• _Exercise_
The result should be the line with "the water droplet" followed by every remaining line of the entries, each reproduced exactly, with nothing else.

• _Stored items from a collection_
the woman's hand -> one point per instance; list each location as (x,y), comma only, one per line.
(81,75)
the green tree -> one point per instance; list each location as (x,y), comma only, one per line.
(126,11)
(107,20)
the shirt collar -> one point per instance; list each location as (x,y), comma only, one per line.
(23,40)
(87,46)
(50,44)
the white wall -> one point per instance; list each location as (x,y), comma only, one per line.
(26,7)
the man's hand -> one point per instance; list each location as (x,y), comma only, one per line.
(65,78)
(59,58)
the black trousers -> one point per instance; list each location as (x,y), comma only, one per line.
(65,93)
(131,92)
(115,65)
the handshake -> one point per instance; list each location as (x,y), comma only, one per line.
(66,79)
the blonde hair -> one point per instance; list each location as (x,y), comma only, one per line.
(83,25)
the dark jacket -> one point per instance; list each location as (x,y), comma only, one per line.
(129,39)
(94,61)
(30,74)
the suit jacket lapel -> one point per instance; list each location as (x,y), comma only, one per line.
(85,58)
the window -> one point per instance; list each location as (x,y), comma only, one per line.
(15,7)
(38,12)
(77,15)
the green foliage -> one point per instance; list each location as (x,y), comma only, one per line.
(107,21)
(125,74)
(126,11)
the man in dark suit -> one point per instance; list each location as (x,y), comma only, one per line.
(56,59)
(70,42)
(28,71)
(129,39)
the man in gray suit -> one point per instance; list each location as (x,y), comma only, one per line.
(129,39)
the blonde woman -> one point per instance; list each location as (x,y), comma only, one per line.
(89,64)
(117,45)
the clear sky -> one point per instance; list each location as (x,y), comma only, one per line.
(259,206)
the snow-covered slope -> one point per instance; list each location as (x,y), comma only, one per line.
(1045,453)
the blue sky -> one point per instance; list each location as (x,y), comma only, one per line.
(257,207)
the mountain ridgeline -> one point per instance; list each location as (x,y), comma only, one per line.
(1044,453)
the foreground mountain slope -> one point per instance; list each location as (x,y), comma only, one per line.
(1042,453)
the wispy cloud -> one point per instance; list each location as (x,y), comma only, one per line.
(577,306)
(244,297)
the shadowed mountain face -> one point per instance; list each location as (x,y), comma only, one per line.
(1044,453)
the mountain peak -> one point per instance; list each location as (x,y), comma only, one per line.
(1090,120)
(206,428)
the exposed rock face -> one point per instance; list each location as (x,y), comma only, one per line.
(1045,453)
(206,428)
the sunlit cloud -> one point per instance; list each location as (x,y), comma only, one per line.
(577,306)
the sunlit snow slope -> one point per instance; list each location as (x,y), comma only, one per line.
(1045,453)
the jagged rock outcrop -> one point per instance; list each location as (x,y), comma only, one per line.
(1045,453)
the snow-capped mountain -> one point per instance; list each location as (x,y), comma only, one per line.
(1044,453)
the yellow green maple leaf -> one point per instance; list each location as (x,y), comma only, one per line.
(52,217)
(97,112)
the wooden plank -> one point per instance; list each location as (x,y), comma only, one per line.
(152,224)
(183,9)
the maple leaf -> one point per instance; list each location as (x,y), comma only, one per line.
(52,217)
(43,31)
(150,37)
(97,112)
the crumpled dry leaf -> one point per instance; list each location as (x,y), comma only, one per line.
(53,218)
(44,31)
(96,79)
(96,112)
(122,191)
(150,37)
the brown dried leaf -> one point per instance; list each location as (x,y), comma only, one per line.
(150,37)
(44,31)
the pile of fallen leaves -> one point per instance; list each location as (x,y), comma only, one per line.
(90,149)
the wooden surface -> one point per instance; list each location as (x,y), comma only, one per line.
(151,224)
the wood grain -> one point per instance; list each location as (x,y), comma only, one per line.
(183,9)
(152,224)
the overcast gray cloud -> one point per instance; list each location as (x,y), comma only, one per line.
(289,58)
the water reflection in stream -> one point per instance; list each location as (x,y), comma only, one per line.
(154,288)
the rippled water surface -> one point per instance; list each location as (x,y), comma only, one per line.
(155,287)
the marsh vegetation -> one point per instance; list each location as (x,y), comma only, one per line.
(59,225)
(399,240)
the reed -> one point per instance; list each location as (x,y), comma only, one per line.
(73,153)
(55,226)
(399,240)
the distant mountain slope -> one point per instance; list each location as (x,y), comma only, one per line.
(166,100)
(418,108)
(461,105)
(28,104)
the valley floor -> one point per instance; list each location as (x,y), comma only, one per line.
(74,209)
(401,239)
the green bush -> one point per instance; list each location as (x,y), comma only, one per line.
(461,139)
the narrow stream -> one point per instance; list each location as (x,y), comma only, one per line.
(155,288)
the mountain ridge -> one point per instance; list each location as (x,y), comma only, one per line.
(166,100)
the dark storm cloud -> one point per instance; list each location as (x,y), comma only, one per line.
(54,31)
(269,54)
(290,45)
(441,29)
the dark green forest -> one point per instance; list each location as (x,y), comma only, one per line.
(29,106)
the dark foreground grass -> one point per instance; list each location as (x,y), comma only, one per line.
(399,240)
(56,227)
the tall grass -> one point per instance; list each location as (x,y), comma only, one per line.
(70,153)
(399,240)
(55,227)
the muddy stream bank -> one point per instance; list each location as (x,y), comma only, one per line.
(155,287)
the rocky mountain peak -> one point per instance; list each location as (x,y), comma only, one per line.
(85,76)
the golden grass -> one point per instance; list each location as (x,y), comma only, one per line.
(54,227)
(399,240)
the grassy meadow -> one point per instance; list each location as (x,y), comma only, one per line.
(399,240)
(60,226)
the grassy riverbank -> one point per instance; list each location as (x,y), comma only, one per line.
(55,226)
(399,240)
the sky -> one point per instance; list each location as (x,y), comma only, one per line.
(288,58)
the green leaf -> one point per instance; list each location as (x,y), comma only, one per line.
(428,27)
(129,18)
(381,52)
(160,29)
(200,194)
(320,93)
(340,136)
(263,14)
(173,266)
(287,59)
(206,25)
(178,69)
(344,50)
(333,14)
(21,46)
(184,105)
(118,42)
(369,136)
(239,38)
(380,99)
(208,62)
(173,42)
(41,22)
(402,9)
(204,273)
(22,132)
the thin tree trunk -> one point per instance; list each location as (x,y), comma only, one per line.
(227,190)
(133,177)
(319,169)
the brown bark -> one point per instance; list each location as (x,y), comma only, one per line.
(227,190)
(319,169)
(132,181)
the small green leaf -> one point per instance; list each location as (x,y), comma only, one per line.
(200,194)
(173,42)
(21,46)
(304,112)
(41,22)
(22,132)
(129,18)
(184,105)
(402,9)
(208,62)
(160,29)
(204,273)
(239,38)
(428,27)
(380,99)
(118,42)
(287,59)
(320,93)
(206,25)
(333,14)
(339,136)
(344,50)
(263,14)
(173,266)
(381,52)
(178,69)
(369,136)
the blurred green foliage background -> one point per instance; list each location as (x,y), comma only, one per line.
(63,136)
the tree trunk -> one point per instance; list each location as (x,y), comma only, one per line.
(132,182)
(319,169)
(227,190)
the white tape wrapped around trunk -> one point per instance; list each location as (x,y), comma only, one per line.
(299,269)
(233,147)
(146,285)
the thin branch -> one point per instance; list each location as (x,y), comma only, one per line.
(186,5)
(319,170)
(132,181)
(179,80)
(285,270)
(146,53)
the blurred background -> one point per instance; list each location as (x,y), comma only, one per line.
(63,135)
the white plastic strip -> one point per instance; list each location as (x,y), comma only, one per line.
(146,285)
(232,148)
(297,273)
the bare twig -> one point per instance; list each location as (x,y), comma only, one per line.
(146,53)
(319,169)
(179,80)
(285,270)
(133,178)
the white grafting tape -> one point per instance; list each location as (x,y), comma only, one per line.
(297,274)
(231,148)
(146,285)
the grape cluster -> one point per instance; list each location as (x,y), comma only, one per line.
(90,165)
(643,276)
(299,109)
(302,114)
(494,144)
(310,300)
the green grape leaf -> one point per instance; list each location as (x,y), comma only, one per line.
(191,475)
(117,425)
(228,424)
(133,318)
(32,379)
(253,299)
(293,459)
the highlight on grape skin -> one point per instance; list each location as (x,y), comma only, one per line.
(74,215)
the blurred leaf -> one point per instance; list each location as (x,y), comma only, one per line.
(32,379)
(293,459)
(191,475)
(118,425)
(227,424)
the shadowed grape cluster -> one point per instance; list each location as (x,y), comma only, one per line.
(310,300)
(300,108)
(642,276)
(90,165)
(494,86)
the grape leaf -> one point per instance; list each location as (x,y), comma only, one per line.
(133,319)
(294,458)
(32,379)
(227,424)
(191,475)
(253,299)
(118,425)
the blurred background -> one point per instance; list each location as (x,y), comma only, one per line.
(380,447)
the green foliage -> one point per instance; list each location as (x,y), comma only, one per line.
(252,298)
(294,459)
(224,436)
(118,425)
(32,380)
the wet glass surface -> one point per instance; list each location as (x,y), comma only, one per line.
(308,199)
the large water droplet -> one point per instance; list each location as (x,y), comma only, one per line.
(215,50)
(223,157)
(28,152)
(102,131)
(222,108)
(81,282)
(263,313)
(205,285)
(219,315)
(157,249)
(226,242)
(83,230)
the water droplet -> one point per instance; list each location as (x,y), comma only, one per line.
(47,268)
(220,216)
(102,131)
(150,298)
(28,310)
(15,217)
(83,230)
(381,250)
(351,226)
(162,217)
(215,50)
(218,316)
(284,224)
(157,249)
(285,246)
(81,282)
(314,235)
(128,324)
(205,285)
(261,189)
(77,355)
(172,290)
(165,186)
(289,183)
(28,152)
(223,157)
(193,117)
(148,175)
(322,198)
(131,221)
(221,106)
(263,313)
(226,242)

• _Exercise solution_
the water droplet -> one point per instance; list each location as (x,y), comma only, one per line.
(47,268)
(220,216)
(102,131)
(150,298)
(28,310)
(15,217)
(83,230)
(381,250)
(351,226)
(162,217)
(215,50)
(218,316)
(284,224)
(157,249)
(285,246)
(81,282)
(314,235)
(128,324)
(205,285)
(261,189)
(77,355)
(172,290)
(165,186)
(289,183)
(28,152)
(223,157)
(193,117)
(148,175)
(322,198)
(131,221)
(221,106)
(263,313)
(226,242)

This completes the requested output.